Aim of the exercise
Copy the records word for word, starting at the line that contains "Which element on screen is the macrame" and continuing through the last line of the records. Give only those lines.

Raw data
****
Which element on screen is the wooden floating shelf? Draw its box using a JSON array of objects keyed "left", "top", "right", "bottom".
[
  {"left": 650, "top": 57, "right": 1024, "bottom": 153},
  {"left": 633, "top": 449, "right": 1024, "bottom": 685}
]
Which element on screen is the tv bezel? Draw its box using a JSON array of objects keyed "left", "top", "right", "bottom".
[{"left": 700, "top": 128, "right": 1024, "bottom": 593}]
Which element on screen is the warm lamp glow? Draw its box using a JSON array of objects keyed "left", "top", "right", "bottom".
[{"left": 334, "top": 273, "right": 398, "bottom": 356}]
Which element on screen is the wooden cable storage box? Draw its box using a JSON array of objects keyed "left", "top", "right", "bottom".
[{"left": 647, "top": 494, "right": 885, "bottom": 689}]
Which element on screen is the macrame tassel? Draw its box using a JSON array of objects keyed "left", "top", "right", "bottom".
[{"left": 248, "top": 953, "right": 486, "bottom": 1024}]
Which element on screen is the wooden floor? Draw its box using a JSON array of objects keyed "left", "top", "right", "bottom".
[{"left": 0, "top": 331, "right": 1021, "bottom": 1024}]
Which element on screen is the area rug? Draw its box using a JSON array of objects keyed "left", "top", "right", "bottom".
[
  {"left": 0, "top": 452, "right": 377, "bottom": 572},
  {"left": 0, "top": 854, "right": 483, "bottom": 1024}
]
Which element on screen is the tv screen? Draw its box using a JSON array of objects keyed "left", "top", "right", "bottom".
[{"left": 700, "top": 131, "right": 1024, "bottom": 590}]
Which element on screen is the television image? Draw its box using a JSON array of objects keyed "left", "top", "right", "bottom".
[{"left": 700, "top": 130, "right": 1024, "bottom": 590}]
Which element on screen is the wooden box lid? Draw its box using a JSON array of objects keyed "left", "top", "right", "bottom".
****
Solution for this task
Which element on screen is the macrame tassel? Draw its box using a JSON array of objects keyed "left", "top", "right", "bottom".
[{"left": 248, "top": 953, "right": 486, "bottom": 1024}]
Which element on screen is the wooden floor? Draw its box using a JSON array of objects keyed "left", "top", "right", "bottom".
[{"left": 0, "top": 331, "right": 1021, "bottom": 1024}]
Which element on screen is the area rug? Draw its box using a JSON array of objects keyed "left", "top", "right", "bottom".
[
  {"left": 0, "top": 452, "right": 377, "bottom": 572},
  {"left": 0, "top": 854, "right": 483, "bottom": 1024}
]
Which element on screen is the tv screen? Draw its box using a JSON array of objects keyed "left", "top", "right", "bottom".
[{"left": 700, "top": 131, "right": 1024, "bottom": 590}]
Which element on screen is the television image? Draw its box using a JSON array of objects keyed "left", "top", "right", "bottom".
[{"left": 700, "top": 130, "right": 1024, "bottom": 590}]
Which element on screen is the wooden box lid? Draw its box using a JSON array of objects keyed "left", "top", "right", "bottom".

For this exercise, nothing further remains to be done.